• OBJETIVO
Cambia "tightest" por "smallest" en todo el material y deja el resto del texto igual.

Entradas de datos recopiladas:

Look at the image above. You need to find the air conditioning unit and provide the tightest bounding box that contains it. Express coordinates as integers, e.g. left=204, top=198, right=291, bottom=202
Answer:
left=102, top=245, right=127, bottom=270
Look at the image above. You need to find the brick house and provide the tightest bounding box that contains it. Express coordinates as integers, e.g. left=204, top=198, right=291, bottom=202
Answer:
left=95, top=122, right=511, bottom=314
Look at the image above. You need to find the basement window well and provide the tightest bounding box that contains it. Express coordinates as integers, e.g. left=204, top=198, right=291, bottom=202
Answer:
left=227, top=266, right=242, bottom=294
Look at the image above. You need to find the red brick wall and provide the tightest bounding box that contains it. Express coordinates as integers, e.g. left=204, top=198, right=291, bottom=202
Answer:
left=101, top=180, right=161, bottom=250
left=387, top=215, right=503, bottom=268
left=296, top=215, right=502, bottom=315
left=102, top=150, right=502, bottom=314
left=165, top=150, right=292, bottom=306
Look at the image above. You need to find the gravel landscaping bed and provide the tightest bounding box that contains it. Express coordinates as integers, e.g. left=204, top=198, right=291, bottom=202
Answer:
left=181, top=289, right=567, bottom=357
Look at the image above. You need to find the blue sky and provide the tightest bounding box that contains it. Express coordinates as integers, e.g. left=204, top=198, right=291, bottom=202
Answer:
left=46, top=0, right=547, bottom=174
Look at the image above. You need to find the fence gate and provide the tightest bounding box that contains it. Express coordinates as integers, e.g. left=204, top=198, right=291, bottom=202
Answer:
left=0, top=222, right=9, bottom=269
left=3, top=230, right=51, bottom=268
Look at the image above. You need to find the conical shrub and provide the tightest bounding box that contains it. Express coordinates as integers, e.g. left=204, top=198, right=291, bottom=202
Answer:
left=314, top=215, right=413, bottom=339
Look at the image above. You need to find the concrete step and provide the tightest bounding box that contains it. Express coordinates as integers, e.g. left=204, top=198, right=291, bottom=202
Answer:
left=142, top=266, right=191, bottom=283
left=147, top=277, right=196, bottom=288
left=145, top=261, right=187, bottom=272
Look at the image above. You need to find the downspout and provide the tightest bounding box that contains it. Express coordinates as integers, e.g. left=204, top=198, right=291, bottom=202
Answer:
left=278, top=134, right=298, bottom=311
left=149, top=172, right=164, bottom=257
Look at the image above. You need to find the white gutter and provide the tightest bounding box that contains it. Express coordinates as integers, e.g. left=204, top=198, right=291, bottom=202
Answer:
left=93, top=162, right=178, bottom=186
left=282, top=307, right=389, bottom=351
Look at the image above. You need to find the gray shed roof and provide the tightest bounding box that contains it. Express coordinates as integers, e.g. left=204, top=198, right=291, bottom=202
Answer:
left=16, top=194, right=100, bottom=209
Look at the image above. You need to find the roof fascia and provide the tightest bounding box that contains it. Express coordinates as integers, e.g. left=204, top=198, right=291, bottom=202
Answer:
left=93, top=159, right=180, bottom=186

• SOLUCIÓN PROPUESTA
Look at the image above. You need to find the air conditioning unit and provide the smallest bounding box that contains it. Express coordinates as integers, e.g. left=204, top=198, right=291, bottom=202
Answer:
left=102, top=245, right=127, bottom=270
Look at the image above. You need to find the brick house and provide the smallest bounding box that contains it. Express coordinates as integers, e.g. left=204, top=198, right=291, bottom=202
Answer:
left=95, top=122, right=511, bottom=314
Look at the image above. You need to find the basement window well and provide the smallest bounding box that contains it. Express coordinates as integers, e.g. left=204, top=198, right=291, bottom=202
Answer:
left=227, top=266, right=242, bottom=294
Look at the image above. You need to find the red brick wall and provide the smallest bounding box that contains it. Express coordinates as integers, e.g. left=204, top=198, right=291, bottom=202
Answer:
left=101, top=180, right=161, bottom=250
left=387, top=215, right=503, bottom=268
left=296, top=215, right=502, bottom=315
left=102, top=150, right=502, bottom=314
left=165, top=150, right=292, bottom=306
Look at the image above. You need to find the gravel landscaping bed and provide the smallest bounding box that contains it. Express coordinates as integers, e.g. left=204, top=198, right=291, bottom=202
Answer:
left=181, top=289, right=567, bottom=357
Look at the image above. You need to find the blue sky and provide the smallest bounding box that contains it. Express coordinates as integers, e.g. left=204, top=198, right=291, bottom=202
Answer:
left=46, top=0, right=547, bottom=174
Look at the image above. You need to find the fence gate and provide the smallest bounding box that contains it. Express coordinates as integers, e.g. left=204, top=198, right=291, bottom=202
Answer:
left=0, top=222, right=9, bottom=269
left=3, top=230, right=51, bottom=268
Look at the image above. You need to find the conical shrub and provide the smallest bounding box that contains it. Express coordinates as integers, e.g. left=204, top=198, right=291, bottom=202
Answer:
left=314, top=215, right=413, bottom=339
Look at the image above. You need to find the concrete step and provide the smallest bounding box that contains it. Express coordinates as integers, e.g. left=204, top=198, right=291, bottom=202
Answer:
left=142, top=266, right=191, bottom=283
left=147, top=277, right=196, bottom=288
left=145, top=261, right=187, bottom=272
Look at the image above. You need to find the downspout and provide the smallest bounding box that contains it. Express coordinates as integers, e.g. left=204, top=198, right=291, bottom=202
Answer:
left=278, top=134, right=298, bottom=311
left=149, top=172, right=164, bottom=257
Look at the image above. You need to find the white gutter and provide the smallest bounding box that contains it. Express coordinates as integers, e.g. left=204, top=198, right=291, bottom=202
Answer:
left=93, top=162, right=178, bottom=186
left=282, top=307, right=389, bottom=351
Look at the image above. You need to find the gray shed roof and provide the smallest bounding box that contains it. Express coordinates as integers, e.g. left=204, top=198, right=291, bottom=202
Answer:
left=16, top=194, right=100, bottom=209
Look at the image above. You need to find the roof fascia and provide the smallest bounding box that contains it. Express coordinates as integers, e.g. left=204, top=198, right=291, bottom=202
Answer:
left=93, top=159, right=180, bottom=186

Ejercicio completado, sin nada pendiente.